## [READING TEXT]
● ● ● ● ● ● ●

BHG 2025-1CON will sell $297.2 million in securities to investors, through five tranches of class A,B, C, D, and E notes. All the notes have a legal final maturity date of April 17, 2036, say analysts at Fitch Ratings and Kroll Bond Rating Agency.

KBRA assigned AAA ratings to the $130 million, class A tranche. Fitch assigned AAA to the class A notes; AA- to the class B notes; A- to the class C notes; BBB- to the class D notes and BB to the class E notes. BHG 2025-1CON's capital structure includes subordination of junior note classes, a cash reserve account equaling 0.50% of the initial pool balance, and excess spread equaling 11.06%, according to KBRA.

The transaction uses a sequential pay structure, where the class A notes receive principal payments before all the subordinate notes. Each class, however, has a required overcollateralization percentage. When that percentage is reached, the next subordinate class to start receiving principal payments. If the class D reaches its required percentage, all classes will be paid pro rata.

Once the transaction reaches a pool factor of 10%, the priority of payments switches back to a full-turbo, sequential pay structure.

● ● ● ● ● ● ●

## [INPUT]

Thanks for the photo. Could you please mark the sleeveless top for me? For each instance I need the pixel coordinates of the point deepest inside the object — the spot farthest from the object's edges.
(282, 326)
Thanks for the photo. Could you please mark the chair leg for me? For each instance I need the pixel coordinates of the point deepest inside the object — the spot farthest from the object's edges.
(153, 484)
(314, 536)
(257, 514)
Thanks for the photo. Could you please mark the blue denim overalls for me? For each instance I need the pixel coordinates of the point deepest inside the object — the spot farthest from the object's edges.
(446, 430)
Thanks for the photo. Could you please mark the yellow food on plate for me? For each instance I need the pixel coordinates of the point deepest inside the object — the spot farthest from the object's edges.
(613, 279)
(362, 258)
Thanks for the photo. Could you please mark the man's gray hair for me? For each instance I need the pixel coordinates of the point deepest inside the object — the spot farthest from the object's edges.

● ● ● ● ● ● ●

## [EXERCISES]
a: Answer these questions from the text on BHG 2025-1CON:
(i) What legal final maturity date do all the notes have?
(ii) What rating did Fitch assign to the class D notes?
(iii) At what pool factor does the priority of payments switch back to a full-turbo, sequential pay structure?
b: Quote every one of the rows above word for word.
The rows are unrelated to the text.

## [SOLUTIONS IN ORDER]
a:
(i) April 17, 2036
(ii) BBB-
(iii) 10%

b:
Thanks for the photo. Could you please mark the sleeveless top for me? For each instance I need the pixel coordinates of the point deepest inside the object — the spot farthest from the object's edges.
(282, 326)
Thanks for the photo. Could you please mark the chair leg for me? For each instance I need the pixel coordinates of the point deepest inside the object — the spot farthest from the object's edges.
(153, 484)
(314, 536)
(257, 514)
Thanks for the photo. Could you please mark the blue denim overalls for me? For each instance I need the pixel coordinates of the point deepest inside the object — the spot farthest from the object's edges.
(446, 430)
Thanks for the photo. Could you please mark the yellow food on plate for me? For each instance I need the pixel coordinates of the point deepest inside the object — the spot farthest from the object's edges.
(613, 279)
(362, 258)
Thanks for the photo. Could you please mark the man's gray hair for me? For each instance I need the pixel coordinates of the point deepest inside the object — the spot farthest from the object's edges.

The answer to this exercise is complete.